Written task: Could you turn every line of the material below into a numbered list, skipping blank lines and leaving out the pictures?
**** Records for the task
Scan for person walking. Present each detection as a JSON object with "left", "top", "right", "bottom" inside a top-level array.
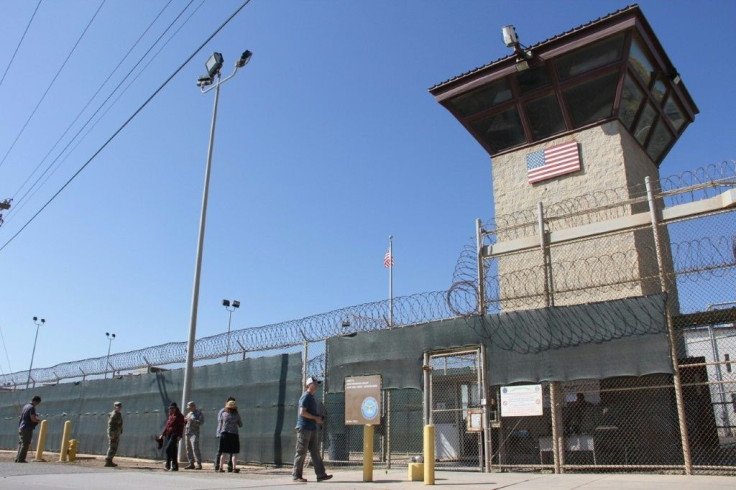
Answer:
[
  {"left": 161, "top": 402, "right": 184, "bottom": 471},
  {"left": 215, "top": 396, "right": 235, "bottom": 472},
  {"left": 217, "top": 400, "right": 243, "bottom": 473},
  {"left": 15, "top": 395, "right": 41, "bottom": 463},
  {"left": 291, "top": 377, "right": 332, "bottom": 483},
  {"left": 105, "top": 402, "right": 123, "bottom": 468},
  {"left": 184, "top": 402, "right": 204, "bottom": 470}
]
********
Written reply:
1. Scan for person walking. Present each detection as a JSON object with "left", "top", "right", "bottom" inside a top-level array.
2. Answer:
3. [
4.   {"left": 161, "top": 402, "right": 184, "bottom": 471},
5.   {"left": 215, "top": 396, "right": 235, "bottom": 472},
6.   {"left": 217, "top": 400, "right": 243, "bottom": 473},
7.   {"left": 15, "top": 395, "right": 41, "bottom": 463},
8.   {"left": 291, "top": 377, "right": 332, "bottom": 483},
9.   {"left": 105, "top": 402, "right": 123, "bottom": 468},
10.   {"left": 184, "top": 402, "right": 204, "bottom": 470}
11. ]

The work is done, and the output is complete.